• _Reading passage_
--- START ---

This is expressly provided by the 19th Amendment which states that: Article 62 of the Constitution is hereby amended by the repeal of paragraph (2) of that Article, and the substitution therefor of the following paragraph:- “(2) Unless Parliament is sooner dissolved, every Parliament shall continue for five years from the date appointed for its first meeting and no longer, and the expiry of the said period of five years shall operate as a dissolution of Parliament.
Revoking the original March 2 dissolution order and recalling Parliament to pass money bills and give a legal basis to certain anomalies prompted by the crisis and contemplating holding elections in the extended time period automatically provided maybe a far better way out of the current impasse than going to the polls in May. All opposition parties have called for the polls to be delayed on account of health grounds. Civil rights group PAFFEREL, too, has called for elections to be put on hold. So has the Arch Bishop of Colombo Cardinal Malcom Ranjith joined in the call to echo his flock’s concerns. He said this week that on no account should the general elections be held until the coronavirus is completely eradicated from Lanka and a reasonable period of time has passed thereafter.

--- END ---

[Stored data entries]
--- START ---

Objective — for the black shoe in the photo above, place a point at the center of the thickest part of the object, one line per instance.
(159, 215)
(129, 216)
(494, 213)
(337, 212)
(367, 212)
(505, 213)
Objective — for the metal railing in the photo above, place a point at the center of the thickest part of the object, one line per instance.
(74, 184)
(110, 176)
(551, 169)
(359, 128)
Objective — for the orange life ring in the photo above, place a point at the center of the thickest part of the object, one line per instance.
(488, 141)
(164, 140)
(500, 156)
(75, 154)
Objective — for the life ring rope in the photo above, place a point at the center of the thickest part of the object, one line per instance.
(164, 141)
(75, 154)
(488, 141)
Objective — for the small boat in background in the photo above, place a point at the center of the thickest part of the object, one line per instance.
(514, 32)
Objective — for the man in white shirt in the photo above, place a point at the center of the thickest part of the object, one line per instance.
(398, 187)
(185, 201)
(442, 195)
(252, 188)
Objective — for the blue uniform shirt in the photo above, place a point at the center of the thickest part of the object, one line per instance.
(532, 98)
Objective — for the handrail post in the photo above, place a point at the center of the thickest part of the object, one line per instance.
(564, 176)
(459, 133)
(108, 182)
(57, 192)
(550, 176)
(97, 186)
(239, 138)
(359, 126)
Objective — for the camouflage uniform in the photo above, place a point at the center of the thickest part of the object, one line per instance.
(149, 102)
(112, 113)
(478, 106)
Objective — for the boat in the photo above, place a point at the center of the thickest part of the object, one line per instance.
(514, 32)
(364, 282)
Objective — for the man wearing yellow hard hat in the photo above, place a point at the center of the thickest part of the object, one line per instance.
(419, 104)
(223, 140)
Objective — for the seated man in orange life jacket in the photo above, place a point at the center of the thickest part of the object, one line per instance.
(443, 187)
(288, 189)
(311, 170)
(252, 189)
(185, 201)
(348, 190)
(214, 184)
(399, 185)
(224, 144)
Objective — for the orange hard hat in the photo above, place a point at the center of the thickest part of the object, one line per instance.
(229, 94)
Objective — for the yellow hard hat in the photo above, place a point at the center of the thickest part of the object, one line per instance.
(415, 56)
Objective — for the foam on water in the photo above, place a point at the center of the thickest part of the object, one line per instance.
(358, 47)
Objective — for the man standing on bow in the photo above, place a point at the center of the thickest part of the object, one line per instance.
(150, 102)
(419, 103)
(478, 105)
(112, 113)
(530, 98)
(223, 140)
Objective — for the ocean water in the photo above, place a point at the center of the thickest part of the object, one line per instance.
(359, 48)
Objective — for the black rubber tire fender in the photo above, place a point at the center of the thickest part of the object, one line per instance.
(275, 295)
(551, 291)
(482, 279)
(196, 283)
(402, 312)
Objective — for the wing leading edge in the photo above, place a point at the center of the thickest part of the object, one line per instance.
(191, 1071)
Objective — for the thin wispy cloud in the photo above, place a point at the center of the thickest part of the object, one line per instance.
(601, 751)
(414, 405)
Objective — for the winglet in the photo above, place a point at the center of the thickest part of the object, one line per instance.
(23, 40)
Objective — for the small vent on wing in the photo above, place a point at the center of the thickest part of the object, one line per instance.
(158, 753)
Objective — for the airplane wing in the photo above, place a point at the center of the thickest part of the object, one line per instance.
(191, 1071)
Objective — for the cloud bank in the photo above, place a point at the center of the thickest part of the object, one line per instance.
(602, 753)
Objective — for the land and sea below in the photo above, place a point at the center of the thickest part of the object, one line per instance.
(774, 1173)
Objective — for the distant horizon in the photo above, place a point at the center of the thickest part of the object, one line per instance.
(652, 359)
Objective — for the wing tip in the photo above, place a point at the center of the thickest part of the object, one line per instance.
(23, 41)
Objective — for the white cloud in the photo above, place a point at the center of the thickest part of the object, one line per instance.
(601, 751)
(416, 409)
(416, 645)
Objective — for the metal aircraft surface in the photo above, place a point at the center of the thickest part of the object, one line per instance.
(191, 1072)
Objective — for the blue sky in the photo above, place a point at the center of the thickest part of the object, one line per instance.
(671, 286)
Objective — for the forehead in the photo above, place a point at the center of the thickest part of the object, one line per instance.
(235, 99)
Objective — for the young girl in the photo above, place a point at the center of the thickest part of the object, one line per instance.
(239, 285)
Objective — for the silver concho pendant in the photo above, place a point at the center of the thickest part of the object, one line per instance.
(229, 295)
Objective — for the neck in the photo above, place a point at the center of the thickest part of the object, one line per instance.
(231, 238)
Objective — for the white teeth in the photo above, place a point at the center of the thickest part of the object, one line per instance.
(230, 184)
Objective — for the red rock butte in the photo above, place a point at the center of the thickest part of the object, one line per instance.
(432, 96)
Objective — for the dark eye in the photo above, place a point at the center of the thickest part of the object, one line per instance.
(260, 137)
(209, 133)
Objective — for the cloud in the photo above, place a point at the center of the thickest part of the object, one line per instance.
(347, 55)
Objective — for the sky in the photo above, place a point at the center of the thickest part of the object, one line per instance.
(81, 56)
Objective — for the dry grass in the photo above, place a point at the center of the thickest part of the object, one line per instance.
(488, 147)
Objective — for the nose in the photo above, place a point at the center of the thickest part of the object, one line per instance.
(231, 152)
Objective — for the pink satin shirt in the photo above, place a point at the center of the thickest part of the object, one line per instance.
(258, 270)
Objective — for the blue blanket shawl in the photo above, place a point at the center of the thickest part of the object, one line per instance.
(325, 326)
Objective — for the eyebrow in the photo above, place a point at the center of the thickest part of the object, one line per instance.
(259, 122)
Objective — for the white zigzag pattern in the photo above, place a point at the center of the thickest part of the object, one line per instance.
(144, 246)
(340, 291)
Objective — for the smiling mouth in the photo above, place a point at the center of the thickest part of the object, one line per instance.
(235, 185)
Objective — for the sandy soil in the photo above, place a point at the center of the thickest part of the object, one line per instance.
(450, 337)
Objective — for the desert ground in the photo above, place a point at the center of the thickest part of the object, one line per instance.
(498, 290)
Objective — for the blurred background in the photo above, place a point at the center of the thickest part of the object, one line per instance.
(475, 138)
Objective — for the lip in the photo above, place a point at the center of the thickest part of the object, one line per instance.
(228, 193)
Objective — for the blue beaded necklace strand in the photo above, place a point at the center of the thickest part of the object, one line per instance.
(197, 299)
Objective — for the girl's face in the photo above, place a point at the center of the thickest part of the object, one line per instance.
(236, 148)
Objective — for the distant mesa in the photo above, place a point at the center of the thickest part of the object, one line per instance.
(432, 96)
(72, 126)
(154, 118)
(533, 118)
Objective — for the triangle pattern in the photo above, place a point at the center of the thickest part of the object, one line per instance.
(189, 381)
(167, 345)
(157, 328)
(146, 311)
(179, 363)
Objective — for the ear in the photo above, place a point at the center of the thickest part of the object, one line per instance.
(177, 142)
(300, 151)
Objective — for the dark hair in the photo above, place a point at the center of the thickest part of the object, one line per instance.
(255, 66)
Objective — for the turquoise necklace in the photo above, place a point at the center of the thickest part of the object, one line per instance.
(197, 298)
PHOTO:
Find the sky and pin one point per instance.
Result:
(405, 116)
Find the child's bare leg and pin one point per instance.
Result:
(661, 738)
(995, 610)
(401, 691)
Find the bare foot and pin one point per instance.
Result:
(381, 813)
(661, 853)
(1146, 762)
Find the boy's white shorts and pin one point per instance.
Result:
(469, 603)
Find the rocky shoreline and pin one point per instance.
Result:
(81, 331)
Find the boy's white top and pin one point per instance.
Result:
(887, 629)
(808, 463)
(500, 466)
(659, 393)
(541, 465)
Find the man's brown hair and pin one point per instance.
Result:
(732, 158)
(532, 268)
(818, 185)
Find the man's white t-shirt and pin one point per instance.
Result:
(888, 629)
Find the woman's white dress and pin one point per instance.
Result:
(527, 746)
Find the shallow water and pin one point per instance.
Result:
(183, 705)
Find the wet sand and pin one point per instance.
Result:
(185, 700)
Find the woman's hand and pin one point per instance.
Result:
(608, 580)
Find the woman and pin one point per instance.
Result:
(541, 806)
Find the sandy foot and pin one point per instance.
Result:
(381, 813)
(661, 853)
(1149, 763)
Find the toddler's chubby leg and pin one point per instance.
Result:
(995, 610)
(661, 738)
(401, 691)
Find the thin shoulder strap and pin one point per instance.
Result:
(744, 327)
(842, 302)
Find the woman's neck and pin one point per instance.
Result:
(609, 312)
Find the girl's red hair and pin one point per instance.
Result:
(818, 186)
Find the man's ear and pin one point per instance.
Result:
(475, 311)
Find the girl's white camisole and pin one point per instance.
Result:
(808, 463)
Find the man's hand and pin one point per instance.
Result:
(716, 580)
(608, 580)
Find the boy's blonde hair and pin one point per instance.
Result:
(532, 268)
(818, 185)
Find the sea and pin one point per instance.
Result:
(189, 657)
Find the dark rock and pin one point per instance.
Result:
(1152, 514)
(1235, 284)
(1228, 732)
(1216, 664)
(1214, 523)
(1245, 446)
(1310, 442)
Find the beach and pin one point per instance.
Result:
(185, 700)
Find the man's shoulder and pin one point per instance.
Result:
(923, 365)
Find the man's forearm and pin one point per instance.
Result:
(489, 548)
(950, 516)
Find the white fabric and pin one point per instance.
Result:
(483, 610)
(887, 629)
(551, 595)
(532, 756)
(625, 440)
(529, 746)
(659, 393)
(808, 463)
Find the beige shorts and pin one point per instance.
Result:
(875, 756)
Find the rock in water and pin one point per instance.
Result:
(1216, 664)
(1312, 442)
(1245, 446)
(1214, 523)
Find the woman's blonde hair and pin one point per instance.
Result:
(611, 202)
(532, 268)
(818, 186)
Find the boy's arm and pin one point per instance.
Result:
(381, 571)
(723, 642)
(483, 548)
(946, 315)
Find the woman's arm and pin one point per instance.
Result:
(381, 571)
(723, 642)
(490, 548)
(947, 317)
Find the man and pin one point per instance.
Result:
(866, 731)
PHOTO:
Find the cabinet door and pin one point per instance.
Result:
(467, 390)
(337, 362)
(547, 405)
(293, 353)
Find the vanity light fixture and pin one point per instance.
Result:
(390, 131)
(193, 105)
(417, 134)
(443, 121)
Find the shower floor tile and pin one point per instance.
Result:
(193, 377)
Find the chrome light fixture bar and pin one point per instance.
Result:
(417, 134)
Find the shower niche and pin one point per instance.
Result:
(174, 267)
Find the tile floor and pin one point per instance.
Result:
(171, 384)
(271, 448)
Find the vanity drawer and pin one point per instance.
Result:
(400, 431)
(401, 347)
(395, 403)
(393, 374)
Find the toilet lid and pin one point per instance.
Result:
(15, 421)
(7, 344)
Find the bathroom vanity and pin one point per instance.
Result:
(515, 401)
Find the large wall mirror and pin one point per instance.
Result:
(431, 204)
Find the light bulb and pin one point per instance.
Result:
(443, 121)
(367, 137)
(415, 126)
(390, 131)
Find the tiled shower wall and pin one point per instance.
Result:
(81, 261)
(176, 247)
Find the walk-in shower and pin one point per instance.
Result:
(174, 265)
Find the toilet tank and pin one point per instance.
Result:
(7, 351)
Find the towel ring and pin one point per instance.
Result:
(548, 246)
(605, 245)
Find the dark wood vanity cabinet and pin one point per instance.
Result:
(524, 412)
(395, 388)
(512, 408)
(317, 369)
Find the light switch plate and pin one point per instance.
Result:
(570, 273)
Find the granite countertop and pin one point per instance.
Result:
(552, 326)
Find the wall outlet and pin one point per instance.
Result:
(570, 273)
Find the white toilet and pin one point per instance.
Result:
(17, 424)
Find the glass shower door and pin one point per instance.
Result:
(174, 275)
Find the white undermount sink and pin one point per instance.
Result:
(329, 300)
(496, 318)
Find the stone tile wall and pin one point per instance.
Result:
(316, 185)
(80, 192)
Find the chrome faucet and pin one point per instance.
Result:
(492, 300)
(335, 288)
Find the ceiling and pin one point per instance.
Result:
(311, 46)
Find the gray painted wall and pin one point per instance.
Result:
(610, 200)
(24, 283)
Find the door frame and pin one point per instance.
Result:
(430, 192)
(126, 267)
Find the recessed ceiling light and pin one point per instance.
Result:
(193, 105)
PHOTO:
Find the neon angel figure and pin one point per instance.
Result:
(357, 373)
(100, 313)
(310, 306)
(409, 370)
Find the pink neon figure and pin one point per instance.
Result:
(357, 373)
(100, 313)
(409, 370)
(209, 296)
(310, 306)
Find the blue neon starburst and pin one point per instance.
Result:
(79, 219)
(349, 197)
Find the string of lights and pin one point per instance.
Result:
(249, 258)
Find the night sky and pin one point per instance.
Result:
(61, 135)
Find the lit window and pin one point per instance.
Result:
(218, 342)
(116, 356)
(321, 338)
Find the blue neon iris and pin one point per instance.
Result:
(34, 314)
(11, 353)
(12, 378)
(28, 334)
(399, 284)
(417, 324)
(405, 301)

--- END ---

• _Exercise set_
A. From the passage on Parliament's dissolution and election timing, list everyone the text says has called for the polls to be delayed or put on hold.
B. Write a continuation of the passage on Parliament's dissolution and election timing, beginning right after its final sentence.
The entries are not needed for the work here.

• _Task-by-task answers_
A.
- All opposition parties
- Civil rights group PAFFEREL
- The Arch Bishop of Colombo Cardinal Malcom Ranjith

B.
The exit strategy formulated to revive the economy and to ensure the return of civilian life to normalcy which is in disarray due to the COVID – 19 pandemic is to be announced during the weekend. On Wednesday, President Gotabaya Rajapaksa discussed rebuilding the economy in the face of the current challenges with the secretaries to the ministries where the focal point of the discussion was on returning to normalcy. President emphasized the need for the public and private sectors to recommence its business activities. The responsibility of ensuring the public adhering to safety regulations and preventing large gatherings was entrusted on the secretaries to the ministries as well as heads of institutes once the curfew is eased.
The task of returning to normalcy is still in the discussion stage. But, no doubt, Lanka is on the march. No need to spur it into a sprint and jeopardise the carefully laid exit strategies by holding polls in the rush.
Lanka, which reported 5 more COVID cases on Friday after reporting none on Thursday, is still not out of the woods. Before getting bogged down in the everglades, it is necessary to exercise an abundance of caution and possess a stockpile of patience. Remember that this thrice blessed island has been relatively fortunate compared to other countries hit by COVID. Since the first local was detected on March 11, there have been only 7 deaths in five weeks. Contrast this with countries like Italy, Spain, Britain and America where each nation’s death toll has surpassed over 1000 a day.
When we should be counting our blessings that we have been thus spared the full force of the COVID invasion, Professor Peiris is counting the number of seats his party, the SLPP, can muster at a snap May election with the coronavirus still stalking the land with its scythe. Such self-confidence, such arrogance, such a loss of contact with reality is to invite hubris – the anger of the gods. It is wise to note that once the sluice gates are open and the nation is swamped by a deluge of coronavirus infections, there can be no turning back to shut it.